* **Yapılacak iş**: Need for Speed Pro Street oyunu hakkındaki aşağıdaki metnin tamamını kelimesi kelimesine, hiçbir değişiklik yapmadan tekrar yazın.

* **Metin bölümü**:
===
NFS PRO STREET

NEED FOR SPEED

PRO STREET  

Ters giden birşeyler var

aha olmayan giriş demosundan birşeylerin ciddi ölçüde değiştiğini kavramıştım. Evet NFS kesinlikle bizim yıllardır tanıdığımız oyun değildi artık, o bir Grand Turismo-SSX kırmasıydı. Olmamıştı. Peki ne olmuştu?

Birlikte geçirdiğimiz bunca yıldan sonra NFS’den böyle bir çalım yiyebileceğimi hiç düşünmemiştim doğrusu. Ne yalan söyleyeyim Carbon’dan sonra benim NFS’den beklentilerim çok farklıydı. Gecelerin asi yarışçısından pistlerin havalı ama şaşkın çocuğuna dönüşmemizin hikayesi olacak bu anlatacaklarım.
===
* **Verilen malzeme**:
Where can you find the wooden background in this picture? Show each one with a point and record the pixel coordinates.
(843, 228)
===
* **Alıştırmanın cevabı**:
NFS PRO STREET

NEED FOR SPEED

PRO STREET  

Ters giden birşeyler var

aha olmayan giriş demosundan birşeylerin ciddi ölçüde değiştiğini kavramıştım. Evet NFS kesinlikle bizim yıllardır tanıdığımız oyun değildi artık, o bir Grand Turismo-SSX kırmasıydı. Olmamıştı. Peki ne olmuştu?

Birlikte geçirdiğimiz bunca yıldan sonra NFS’den böyle bir çalım yiyebileceğimi hiç düşünmemiştim doğrusu. Ne yalan söyleyeyim Carbon’dan sonra benim NFS’den beklentilerim çok farklıydı. Gecelerin asi yarışçısından pistlerin havalı ama şaşkın çocuğuna dönüşmemizin hikayesi olacak bu anlatacaklarım.